**TASK STATEMENT**
Copy exactly the lines of the data below that run from the line holding "the yellow line" through the line holding "the dark hair", both ends included.

**INPUT DATA**

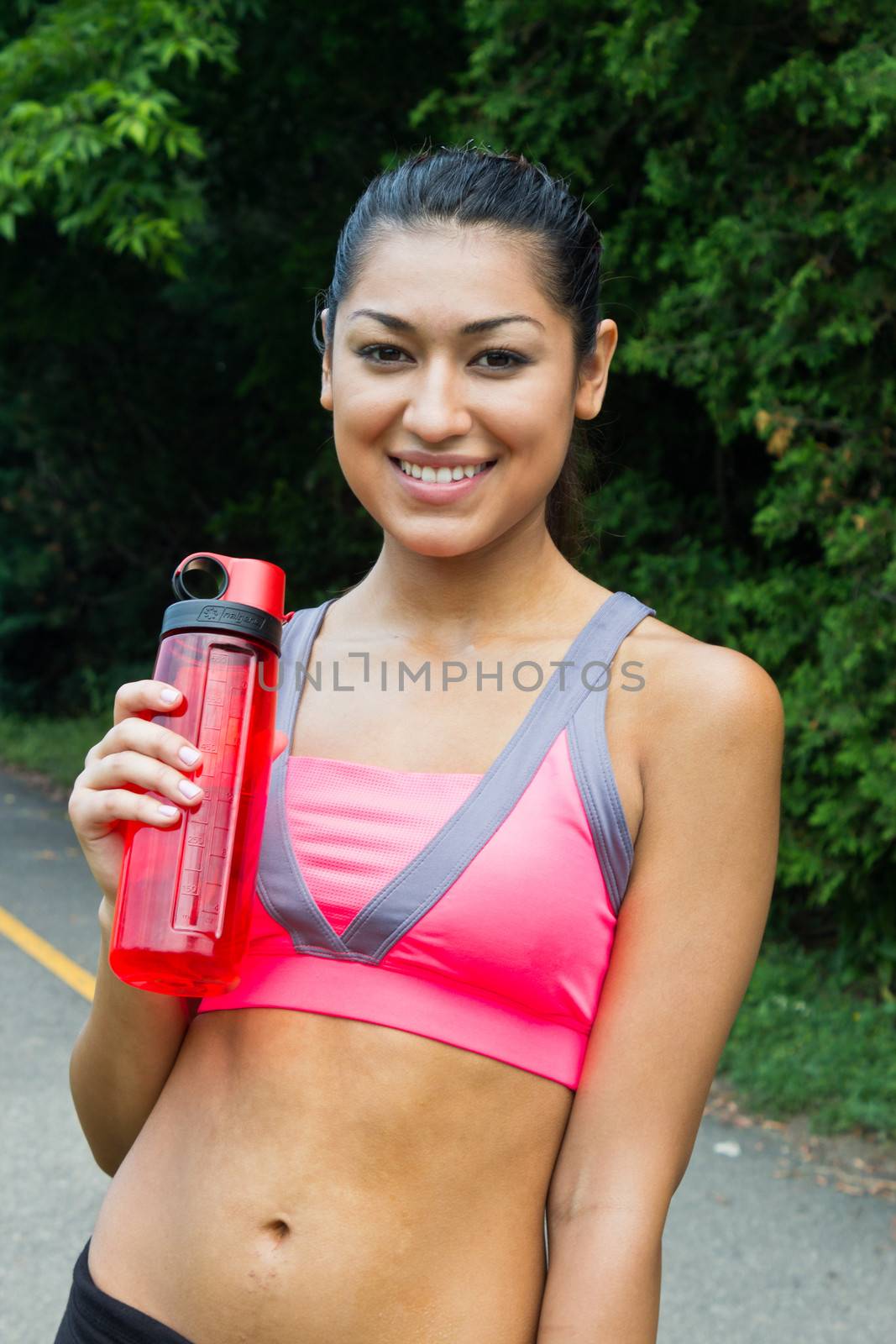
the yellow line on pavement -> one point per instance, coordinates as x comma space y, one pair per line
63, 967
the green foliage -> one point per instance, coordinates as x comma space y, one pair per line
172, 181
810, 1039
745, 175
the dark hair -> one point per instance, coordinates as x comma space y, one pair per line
--
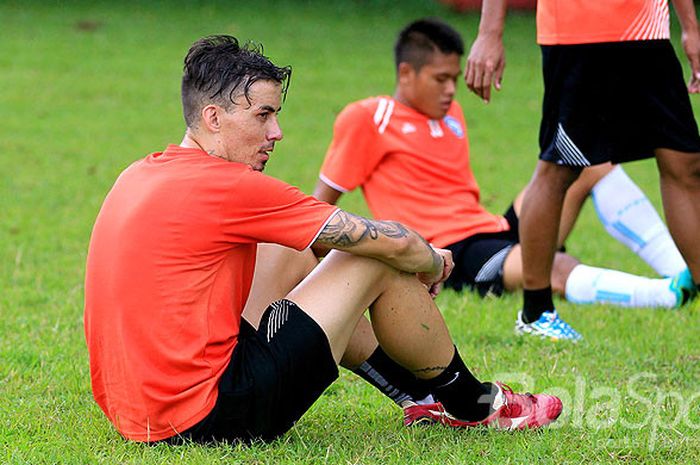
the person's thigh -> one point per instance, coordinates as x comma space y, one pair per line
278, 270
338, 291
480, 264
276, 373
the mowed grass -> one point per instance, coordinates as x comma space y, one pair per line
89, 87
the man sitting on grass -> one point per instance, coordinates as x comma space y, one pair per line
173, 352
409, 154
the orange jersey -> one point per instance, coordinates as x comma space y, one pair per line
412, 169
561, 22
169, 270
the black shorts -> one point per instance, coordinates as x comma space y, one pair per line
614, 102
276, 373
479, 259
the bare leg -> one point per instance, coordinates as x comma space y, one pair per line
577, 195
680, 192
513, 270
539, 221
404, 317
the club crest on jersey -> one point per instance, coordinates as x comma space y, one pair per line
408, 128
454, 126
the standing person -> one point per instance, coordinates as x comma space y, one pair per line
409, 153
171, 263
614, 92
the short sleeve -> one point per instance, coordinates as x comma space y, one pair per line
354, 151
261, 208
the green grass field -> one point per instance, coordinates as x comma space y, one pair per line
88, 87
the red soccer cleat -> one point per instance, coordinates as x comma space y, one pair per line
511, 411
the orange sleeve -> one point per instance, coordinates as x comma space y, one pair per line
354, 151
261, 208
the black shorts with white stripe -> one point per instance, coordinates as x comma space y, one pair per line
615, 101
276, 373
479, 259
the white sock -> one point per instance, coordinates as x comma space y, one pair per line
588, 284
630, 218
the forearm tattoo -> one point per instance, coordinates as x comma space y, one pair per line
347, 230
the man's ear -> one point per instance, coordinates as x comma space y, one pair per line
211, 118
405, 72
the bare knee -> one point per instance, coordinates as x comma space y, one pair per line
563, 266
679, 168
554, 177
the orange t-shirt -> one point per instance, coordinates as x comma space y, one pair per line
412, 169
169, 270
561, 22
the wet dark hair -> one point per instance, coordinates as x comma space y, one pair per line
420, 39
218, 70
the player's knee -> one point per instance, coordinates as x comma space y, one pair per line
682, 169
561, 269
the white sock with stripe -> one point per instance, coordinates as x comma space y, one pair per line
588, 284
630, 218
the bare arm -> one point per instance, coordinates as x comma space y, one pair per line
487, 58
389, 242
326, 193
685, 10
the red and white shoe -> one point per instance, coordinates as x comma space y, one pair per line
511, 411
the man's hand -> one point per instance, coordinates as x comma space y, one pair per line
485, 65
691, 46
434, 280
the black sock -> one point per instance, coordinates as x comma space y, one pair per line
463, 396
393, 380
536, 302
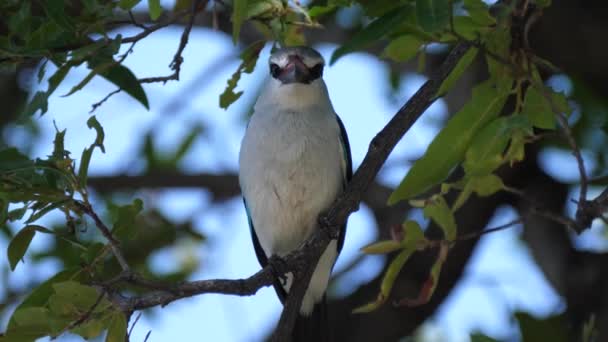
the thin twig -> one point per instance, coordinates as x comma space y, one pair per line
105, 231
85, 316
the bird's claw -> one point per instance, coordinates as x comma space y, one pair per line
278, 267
* * *
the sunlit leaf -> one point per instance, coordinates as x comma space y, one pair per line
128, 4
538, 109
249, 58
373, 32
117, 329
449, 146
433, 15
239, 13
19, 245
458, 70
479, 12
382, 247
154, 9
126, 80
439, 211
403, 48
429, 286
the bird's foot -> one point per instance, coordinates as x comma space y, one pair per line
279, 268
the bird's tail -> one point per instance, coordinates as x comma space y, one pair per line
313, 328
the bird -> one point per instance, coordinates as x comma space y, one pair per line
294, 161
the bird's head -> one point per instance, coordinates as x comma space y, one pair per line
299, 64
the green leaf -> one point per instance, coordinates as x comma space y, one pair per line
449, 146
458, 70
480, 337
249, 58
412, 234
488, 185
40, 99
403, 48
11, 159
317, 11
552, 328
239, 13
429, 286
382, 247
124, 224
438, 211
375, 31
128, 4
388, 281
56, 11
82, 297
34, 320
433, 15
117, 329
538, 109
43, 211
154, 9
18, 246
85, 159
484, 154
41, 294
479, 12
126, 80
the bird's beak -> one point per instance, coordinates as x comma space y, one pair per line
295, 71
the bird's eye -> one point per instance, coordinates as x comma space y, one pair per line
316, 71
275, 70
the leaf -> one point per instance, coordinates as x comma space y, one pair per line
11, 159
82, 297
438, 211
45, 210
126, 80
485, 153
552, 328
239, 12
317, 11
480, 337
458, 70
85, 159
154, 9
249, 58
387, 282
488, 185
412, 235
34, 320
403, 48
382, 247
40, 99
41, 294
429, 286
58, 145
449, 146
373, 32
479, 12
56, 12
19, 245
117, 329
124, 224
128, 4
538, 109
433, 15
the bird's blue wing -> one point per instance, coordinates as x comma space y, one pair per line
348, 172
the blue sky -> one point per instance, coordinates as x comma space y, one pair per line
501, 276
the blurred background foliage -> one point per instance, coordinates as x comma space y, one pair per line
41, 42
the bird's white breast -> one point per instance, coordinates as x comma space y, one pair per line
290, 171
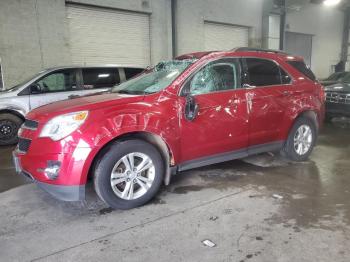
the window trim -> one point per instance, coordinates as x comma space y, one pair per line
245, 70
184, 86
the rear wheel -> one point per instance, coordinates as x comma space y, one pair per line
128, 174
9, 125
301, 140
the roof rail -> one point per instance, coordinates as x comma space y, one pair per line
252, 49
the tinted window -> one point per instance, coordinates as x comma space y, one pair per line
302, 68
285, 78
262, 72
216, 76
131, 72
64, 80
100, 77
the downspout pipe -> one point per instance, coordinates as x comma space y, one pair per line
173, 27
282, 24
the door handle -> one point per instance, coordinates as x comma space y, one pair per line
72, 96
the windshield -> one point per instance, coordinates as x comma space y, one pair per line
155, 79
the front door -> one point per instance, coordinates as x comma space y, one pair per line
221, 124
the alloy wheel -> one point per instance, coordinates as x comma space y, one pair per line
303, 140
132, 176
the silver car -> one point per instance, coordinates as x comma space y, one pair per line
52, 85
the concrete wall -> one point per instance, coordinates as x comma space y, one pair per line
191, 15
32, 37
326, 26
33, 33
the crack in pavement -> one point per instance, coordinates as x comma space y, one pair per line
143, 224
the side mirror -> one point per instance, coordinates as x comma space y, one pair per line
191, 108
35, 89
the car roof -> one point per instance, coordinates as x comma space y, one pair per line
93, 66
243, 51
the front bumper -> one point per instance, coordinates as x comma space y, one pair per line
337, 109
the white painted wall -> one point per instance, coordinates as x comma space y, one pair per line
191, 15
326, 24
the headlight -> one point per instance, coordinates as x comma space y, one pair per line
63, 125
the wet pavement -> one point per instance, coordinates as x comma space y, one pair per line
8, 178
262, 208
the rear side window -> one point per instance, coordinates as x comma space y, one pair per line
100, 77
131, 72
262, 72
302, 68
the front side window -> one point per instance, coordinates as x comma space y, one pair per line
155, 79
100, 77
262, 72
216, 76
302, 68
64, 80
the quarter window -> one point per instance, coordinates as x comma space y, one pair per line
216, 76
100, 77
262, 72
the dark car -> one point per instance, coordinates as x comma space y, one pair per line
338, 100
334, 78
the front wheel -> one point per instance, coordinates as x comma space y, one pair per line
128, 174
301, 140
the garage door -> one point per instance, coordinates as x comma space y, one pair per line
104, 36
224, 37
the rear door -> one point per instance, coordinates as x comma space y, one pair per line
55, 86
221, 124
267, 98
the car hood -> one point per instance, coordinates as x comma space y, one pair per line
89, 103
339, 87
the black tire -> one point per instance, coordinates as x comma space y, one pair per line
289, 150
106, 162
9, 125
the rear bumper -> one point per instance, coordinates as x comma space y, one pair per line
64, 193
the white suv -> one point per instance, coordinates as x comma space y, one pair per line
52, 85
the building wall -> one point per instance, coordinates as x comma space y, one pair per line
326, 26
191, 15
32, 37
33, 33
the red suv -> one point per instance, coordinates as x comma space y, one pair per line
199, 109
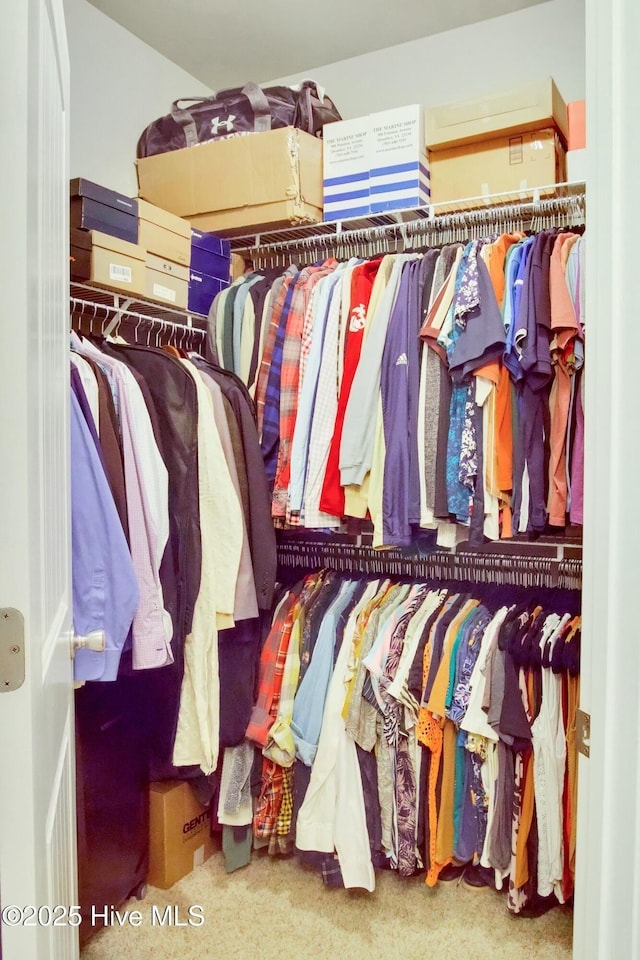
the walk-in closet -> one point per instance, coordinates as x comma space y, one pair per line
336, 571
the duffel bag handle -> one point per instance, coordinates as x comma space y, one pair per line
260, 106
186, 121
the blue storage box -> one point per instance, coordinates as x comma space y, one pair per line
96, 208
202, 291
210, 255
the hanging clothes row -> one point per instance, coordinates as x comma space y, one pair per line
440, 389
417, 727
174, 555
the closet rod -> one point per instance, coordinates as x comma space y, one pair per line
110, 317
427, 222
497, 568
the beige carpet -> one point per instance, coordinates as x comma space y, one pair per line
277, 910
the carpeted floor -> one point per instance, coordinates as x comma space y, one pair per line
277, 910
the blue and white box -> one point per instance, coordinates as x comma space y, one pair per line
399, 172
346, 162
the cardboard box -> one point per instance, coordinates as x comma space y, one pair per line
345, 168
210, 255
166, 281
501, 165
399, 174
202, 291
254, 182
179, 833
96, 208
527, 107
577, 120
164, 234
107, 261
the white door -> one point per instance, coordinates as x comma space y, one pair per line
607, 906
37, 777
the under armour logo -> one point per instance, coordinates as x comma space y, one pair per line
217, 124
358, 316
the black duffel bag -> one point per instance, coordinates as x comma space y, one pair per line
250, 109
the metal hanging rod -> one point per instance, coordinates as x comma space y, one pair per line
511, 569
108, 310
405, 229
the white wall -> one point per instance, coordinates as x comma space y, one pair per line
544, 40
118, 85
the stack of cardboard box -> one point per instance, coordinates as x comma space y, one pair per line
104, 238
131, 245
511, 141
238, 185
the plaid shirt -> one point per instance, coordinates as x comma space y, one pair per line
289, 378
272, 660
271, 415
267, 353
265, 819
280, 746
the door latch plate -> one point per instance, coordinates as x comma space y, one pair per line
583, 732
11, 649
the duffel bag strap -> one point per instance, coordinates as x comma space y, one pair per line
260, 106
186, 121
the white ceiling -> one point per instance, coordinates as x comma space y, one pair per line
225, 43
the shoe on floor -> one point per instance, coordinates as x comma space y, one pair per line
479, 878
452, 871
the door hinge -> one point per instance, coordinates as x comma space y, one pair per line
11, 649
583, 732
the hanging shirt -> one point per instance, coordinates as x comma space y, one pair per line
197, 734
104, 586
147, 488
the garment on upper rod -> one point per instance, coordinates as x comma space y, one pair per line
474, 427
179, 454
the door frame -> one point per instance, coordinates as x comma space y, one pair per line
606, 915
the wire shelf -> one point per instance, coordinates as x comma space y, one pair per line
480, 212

**SOLUTION TO THE PROBLEM**
the yellow line on pavement -> one point per instance, coordinates as x comma space y, one pair per line
63, 967
the green foliage -> one point per instance, coordinates as x comma space y, one pair per line
172, 181
810, 1039
745, 175
the dark hair -> one point per instance, coordinates as x comma space y, one pair per line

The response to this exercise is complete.